- [Page text]
--- Start ---

To answer your question, I started training here 8th January, so only a month or so.  

This Saturday Im going to watch one of the top fighters from the gym, Parawit fight.  There's a video of him training here 





 
Last time I saw him fight it only took him about 30 seconds to completely devistate his opponent for an easy win.


----------



## David Weatherly (Feb 19, 2009)

Good to have an update, hope you're feeling better.  Thanks for posting the video, let us know how the fight turns out.


----------



## jackwalsh (Mar 8, 2009)

Sweet blog, haven't checked the vids yet, but that sounds intense. How much is it costing you? And how much prior experience did you have? I'd be very interested in doing something like this in the future.


----------



## Akira (Mar 9, 2009)

Thanks Jack, to answer your questions, training for 1-2 months at Sasiprapa costs around 15,000 THB (Thai baht).  If you are training for longer and fighting for the gym it's cheaper than that.

As far as prior experience, I got my black belt in Shotokan Karate, did about 3 years of ging mo kune kung fu and about 12 months in Shaolin Chokra kung fu.  I've been training in muay thai on and off for about 5 years nows, but strictly in muay thai for 15 months before I came here.  This is not an easy place to learn if you are a beginner, or have little experience.


----------



## Jarrod G. (Mar 10, 2009)

I agree with Akira...I have been training strictly Muay Thai for the last 3 years or so, and even I am finding the Training in Thailand pretty intensive.  We do get beginnners at the camp I train at but I don't think that they really get any more benfit from learning here than they would from learning back home in Canada.  

I would recommend learning the basics in a gym around where you live, then coming to Thailand to refine your skills and expand your arsenal.


----------



## Thunder Foot (Mar 11, 2009)

Akira, 
Excellent to hear! I've trained at Sasiprapa Camp a few times, the last of which was last year. Thakooon is great and really looks after you, so be sure to ask him any questions or concerns. Paowarit is amazing, I met him the last few times I was there. Great technical fighter, and lightening quick too! Also one of my favs was Sandej. He's usually really busy, but he's a great character with excellent skill, and pretty high in the Lumpini rankings. I swear, if some of the Japanese fight clubs only looked to Sasiprapa camp for possible K-1 considerations, they'd have an overrun of great fighters haha.

--- End ---

- [Problem requirements] Please write the next part of the Muay Thai training thread, picking up after its final sentence. The records have no connection to the Muay Thai training thread.

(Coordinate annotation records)
--- Start ---

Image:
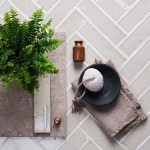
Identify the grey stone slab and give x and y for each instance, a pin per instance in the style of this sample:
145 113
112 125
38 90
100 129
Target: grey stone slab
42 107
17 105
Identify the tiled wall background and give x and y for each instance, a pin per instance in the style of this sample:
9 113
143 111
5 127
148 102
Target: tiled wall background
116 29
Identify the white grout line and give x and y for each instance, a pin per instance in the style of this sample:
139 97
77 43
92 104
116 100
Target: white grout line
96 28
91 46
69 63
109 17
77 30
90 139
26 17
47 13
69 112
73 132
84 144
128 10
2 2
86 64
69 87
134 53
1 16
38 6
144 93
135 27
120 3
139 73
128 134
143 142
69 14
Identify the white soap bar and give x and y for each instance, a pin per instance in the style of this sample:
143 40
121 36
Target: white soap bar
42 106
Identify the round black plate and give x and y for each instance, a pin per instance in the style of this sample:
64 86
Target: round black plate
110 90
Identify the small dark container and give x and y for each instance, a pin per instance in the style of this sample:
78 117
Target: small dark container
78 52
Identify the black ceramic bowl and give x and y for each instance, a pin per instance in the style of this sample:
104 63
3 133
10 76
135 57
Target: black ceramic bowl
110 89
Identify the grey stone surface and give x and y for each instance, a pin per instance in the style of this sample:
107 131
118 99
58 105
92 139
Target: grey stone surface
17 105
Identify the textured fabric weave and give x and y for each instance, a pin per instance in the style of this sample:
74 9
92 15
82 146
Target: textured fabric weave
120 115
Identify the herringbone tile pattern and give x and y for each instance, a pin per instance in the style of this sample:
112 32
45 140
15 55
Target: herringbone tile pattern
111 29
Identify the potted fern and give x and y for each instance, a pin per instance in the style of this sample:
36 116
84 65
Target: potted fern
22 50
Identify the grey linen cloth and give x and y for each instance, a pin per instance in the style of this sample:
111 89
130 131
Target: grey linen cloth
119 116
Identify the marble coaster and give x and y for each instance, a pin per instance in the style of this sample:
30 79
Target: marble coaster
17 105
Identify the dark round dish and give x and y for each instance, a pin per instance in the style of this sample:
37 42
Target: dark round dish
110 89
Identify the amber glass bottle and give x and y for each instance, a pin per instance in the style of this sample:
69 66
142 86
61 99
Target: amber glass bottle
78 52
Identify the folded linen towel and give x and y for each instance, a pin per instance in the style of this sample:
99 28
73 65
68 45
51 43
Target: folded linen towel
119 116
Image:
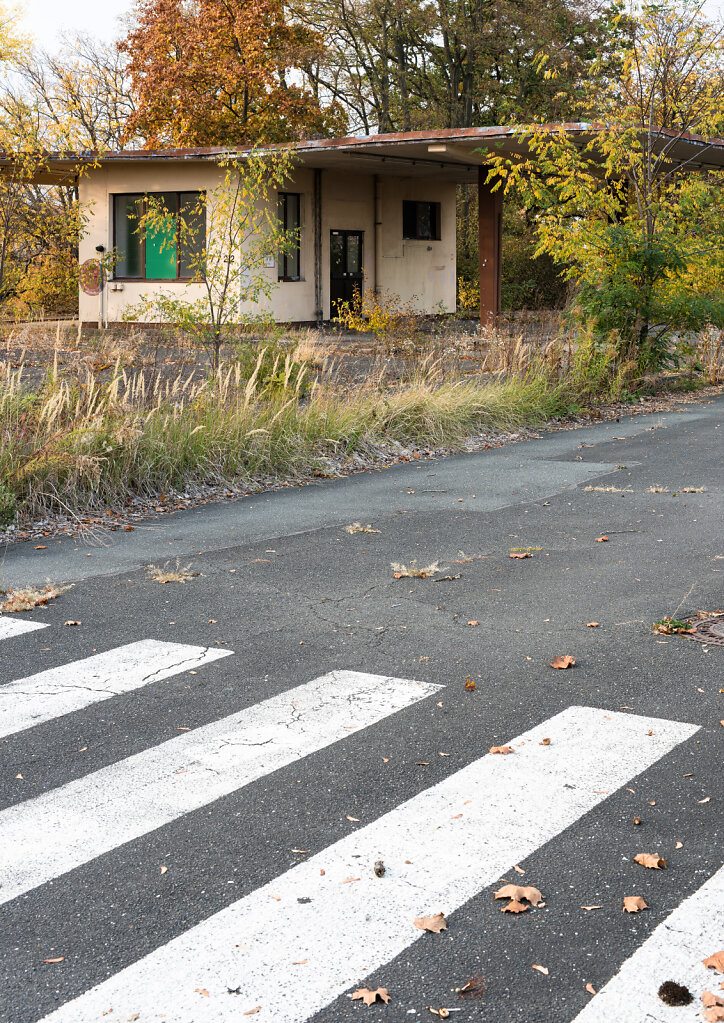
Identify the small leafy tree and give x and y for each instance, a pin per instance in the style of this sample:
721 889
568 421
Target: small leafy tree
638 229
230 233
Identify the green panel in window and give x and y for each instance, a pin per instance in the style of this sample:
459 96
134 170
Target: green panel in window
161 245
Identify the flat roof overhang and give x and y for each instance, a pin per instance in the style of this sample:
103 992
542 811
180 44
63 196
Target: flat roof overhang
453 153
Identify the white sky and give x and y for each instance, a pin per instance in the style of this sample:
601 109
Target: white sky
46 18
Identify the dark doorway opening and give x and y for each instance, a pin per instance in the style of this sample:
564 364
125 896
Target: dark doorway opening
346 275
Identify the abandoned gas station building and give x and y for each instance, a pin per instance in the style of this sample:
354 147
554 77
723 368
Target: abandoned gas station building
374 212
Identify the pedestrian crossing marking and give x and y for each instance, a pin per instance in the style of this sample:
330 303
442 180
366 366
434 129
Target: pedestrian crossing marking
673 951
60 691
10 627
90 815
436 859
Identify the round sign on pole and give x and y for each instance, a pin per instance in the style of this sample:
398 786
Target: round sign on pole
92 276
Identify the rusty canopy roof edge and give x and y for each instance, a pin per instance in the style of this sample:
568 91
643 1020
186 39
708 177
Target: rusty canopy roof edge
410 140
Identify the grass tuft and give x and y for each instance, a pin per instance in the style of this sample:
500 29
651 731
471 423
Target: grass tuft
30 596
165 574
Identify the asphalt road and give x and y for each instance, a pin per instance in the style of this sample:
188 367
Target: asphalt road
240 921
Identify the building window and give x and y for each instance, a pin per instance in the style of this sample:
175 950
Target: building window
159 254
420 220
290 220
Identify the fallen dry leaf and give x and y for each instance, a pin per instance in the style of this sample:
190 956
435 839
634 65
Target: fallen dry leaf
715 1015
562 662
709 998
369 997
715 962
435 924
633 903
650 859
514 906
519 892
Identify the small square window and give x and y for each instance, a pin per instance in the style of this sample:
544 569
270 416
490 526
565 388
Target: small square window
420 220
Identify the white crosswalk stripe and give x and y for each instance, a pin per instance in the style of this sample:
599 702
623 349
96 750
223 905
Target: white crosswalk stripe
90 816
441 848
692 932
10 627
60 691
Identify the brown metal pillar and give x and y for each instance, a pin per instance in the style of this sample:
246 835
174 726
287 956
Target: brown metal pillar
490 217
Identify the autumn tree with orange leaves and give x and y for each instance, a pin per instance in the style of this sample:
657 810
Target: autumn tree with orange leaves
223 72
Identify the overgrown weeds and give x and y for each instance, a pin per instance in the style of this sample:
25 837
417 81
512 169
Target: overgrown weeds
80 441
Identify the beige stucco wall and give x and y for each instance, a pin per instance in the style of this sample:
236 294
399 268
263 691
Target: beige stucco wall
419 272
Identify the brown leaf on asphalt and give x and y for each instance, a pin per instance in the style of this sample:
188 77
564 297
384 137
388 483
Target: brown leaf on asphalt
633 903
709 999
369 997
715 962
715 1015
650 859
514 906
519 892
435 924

--- End ---
--- Start ---

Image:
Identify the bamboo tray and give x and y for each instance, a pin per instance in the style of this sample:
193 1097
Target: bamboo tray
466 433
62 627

--- End ---

- [Exercise output]
I currently reside in the US, training with a few Sasiprapa guys and others that came from Thailand... the biggest from Sasiprapa being B.M. Sasiprapa who was big back in the 90's. He's really good friends with Thakoon as well. Have you had the chance of doing any fights while you're there? Thakoon is really good at finding opponents at your skill level, so not to worry. How long is your intended stay there?

[edit]: BM should be back in Thailand now, but I'm not sure if he's back at Sasiprapa now or not. I haven't heard from him in a while.

Its so great to hear the experience of someone from the same camp.


----------



## MrLane (Jul 31, 2009)

Awesome 

I've got the silly idea in my head of going across for a few weeks and I'm trying to talk myself out of it, and failing!

Did you go by yourself? Train a lot before hand? Go across with the aim to fight?

Opening a gym is a dream of mine too. I've got a long way to go but never say never mate!


----------



## Akira (Aug 2, 2009)

Just do it mate.  You won't be young forever.

I'd only trained in muay thai for about 9 months before hand but done years of kung fu and karate.  In hindsight, I wouldn't recommend coming over here with no fight experience but each to their own. I came over here with the intention to fight so I came to a well connected gym in Bangkok, but even they have had problems matching me up with opponents.  

My first fight was against a thai with 10 fights who just got out of prison (I had had none, and never been to prison).  This is about as easy as it gets.

I did come over here by myself, but I'd been to thailand previously so I already made friends here.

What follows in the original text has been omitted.